Rewrite everything from "Watching his beloved" down to "Rosie, officials said." in the news article below on Justin Crowley-Smilek, with "heartbreaking" changed to "devastating".

● Excerpted passage:
------------------------------------------------------------------------

FARMINGTON, Maine — For those who knew him best and loved him most, balancing their memories of the 18-year-old Justin Crowley-Smilek who went off to fight for his country with the 28-year-old knife-wielding man who was shot and killed Saturday by a Farmington police officer is a struggle.

Watching his beloved son spiral into delusions and mental illness likely triggered by post-traumatic stress disorder and severe combat stress was heartbreaking, his father, Michael Smilek, said.

But even more troubling as a parent was the fact that by law there was nothing he could do to force his son to seek help following his return from Afghanistan six years ago.

“He was very, very troubled when he came back from overseas,” Smilek said. “My wife and I spent the better part of a year trying to get him the services he needed.”

Crowley-Smilek was shot to death Saturday morning by Farmington police officer Ryan Rosie after he pulled a knife and menaced Rosie, officials said.

Unfortunately, reaching out for psychological help was the one and only choice the honorably discharged Army Ranger needed to make on his own. Smilek and others who work closely with local veterans all agree — unless an individual is a threat to themselves or someone else — forcing them to seek psychiatric help is near impossible.

------------------------------------------------------------------------

● Excerpted data:

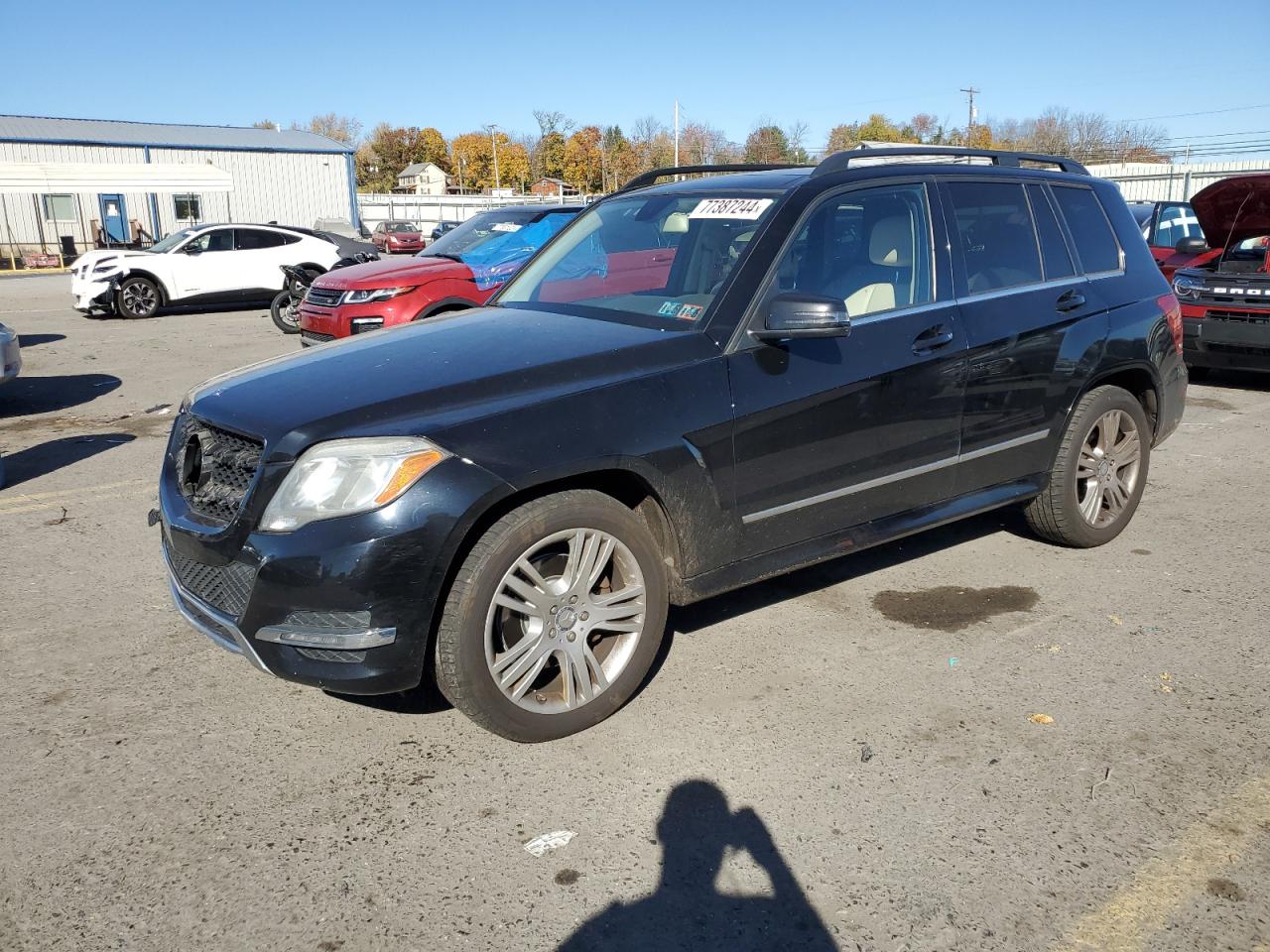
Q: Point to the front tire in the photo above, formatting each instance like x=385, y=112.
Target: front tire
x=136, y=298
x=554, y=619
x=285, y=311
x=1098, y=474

------------------------------------------------------------------------

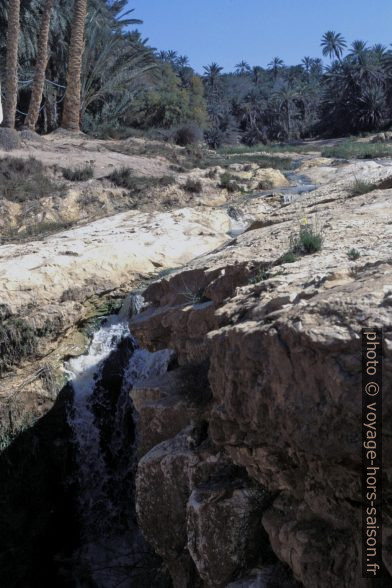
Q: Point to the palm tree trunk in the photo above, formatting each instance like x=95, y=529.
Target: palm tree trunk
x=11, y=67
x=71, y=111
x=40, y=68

------------------------------------------------------------------------

● The completed task:
Watching his beloved son spiral into delusions and mental illness likely triggered by post-traumatic stress disorder and severe combat stress was devastating, his father, Michael Smilek, said.

But even more troubling as a parent was the fact that by law there was nothing he could do to force his son to seek help following his return from Afghanistan six years ago.

“He was very, very troubled when he came back from overseas,” Smilek said. “My wife and I spent the better part of a year trying to get him the services he needed.”

Crowley-Smilek was shot to death Saturday morning by Farmington police officer Ryan Rosie after he pulled a knife and menaced Rosie, officials said.